Blog

Search Engine Algorithm Improvement

Search Engine Algorithm Improvement

Overview

An employment platform is designed to help recruiters and job seekers in the IT community find each other.

The platform has two types of users: recruiters and job candidates. Each candidate’ profile contains the necessary data, such as personal information, education, work experience, skills, contact details, etc.

While looking for a candidate, a recruiter specifies the skills that a candidate must have for the job. Then, the recruiter gets a list of candidates ordered by the matching rates between the recruiter requirements and the candidate profile.

One of the most important matching criteria is the candidate’s set of skills. The problem was that the original algorithm considered only the perfectly matched skills. Quite often job seekers indicate skills very similar to what a recruiter is looking for, but because of the strict nature of the search engine matching mechanism, those candidates were excluded and didn’t appear among the search results at all. For example, if a recruiter looked for someone with strong knowledge of C++, and a job seeker had indicated that he excelled at “C++ embedded,” the latter wouldn’t be shown among the search results, although the skills are very much alike. Another thing to improve was that the algorithm didn’t consider connections between some skills, which exist among different programming languages and frameworks. For instance, the candidate with skill “Django” is likely to have skill “Python” (as Django is a Python framework), but the original algorithm was unable to take this into account, so relevant candidates would be missed.

Our objective was to improve the skill matching algorithm so it would behave more like an experienced and knowledgeable human recruiter.

Solution

We enhanced the algorithm by implementing fuzzy matching of skills to make it consider similarity between related skills and the same skills under different names.

While checking a candidate for satisfying the recruiter skills requirements, the algorithm compares the required skill and the candidate’s set of skills (so that the entire pool of the required skills is not forced to match exactly that of the candidate). This approach enables to evaluate similarity between the two skills being compared. Thereby the problem can be reduced to finding the extent to which a recruiter entered skill \({s}_{r}\) matches some candidate’s skill \({s}_{c}.\)

The platform allows candidates to import skills from their LinkedIn accounts instead of typing them manually. Such import is possible because the candidates enter same skills as those that can be found on LinkedIn.

It’s worth noting that the similarity between the skills \({s}_{r}\) and \({s}_{c}\) is asymmetric. For example, skill “AngularJS” usually implies having skill “JavaScript” (as AngularJS is a JavaScript framework), but that is not true for the opposite case: knowing JavaScript doesn’t necessarily mean knowing AngularJS.

Rows:
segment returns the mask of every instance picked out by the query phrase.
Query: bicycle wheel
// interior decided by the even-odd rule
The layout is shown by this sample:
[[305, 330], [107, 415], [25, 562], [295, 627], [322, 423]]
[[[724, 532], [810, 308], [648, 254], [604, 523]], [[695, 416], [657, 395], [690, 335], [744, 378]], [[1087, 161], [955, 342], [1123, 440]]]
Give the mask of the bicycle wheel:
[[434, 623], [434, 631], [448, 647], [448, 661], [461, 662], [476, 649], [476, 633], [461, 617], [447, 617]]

--

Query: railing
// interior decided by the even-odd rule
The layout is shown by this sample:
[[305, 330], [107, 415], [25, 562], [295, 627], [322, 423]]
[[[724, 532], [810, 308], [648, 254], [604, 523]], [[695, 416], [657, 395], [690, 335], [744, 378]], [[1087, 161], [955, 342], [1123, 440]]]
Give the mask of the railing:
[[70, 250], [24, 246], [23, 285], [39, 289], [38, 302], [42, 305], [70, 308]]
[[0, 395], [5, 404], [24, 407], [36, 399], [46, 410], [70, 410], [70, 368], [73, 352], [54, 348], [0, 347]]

==

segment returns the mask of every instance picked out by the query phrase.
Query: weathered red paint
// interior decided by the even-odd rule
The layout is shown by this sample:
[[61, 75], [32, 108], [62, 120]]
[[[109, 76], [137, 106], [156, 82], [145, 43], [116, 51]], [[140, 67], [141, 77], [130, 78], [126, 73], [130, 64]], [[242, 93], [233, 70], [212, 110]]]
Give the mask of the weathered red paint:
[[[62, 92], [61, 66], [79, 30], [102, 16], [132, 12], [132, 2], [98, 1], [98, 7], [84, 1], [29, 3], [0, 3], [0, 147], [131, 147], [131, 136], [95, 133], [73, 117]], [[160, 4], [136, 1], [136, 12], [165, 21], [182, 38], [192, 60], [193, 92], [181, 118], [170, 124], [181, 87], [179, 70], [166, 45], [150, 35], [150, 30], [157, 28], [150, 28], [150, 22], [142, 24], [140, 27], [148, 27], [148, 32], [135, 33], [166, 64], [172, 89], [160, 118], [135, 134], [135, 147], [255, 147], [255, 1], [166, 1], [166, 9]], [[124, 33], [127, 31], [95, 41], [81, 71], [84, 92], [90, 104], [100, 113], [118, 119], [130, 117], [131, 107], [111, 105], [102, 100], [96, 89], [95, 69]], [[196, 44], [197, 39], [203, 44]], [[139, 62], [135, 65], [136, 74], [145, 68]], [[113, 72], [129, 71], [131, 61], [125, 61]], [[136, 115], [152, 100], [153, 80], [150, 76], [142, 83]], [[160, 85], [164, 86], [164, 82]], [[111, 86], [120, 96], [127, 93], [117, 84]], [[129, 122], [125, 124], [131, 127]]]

Instruction 1: Repeat the passage of the skill matching case study between "The platform has" and "the candidate profile.", inclusive.
Instruction 2:
Answer these questions about the skill matching case study:
(a) What two types of users does the platform have?
(b) From what service can candidates import their skills instead of typing them?
(c) What technique was added to the algorithm so it would consider similarity between related skills?
Instruction 3: List every skill name that the skill matching case study uses as an example.
Nothing in the listing is needed here.

Written reply 1:
The platform has two types of users: recruiters and job candidates. Each candidate’ profile contains the necessary data, such as personal information, education, work experience, skills, contact details, etc.

While looking for a candidate, a recruiter specifies the skills that a candidate must have for the job. Then, the recruiter gets a list of candidates ordered by the matching rates between the recruiter requirements and the candidate profile.

Written reply 2:
(a) Recruiters and job candidates.
(b) LinkedIn.
(c) Fuzzy matching of skills.

Written reply 3:
C++
C++ embedded
Django
Python
AngularJS
JavaScript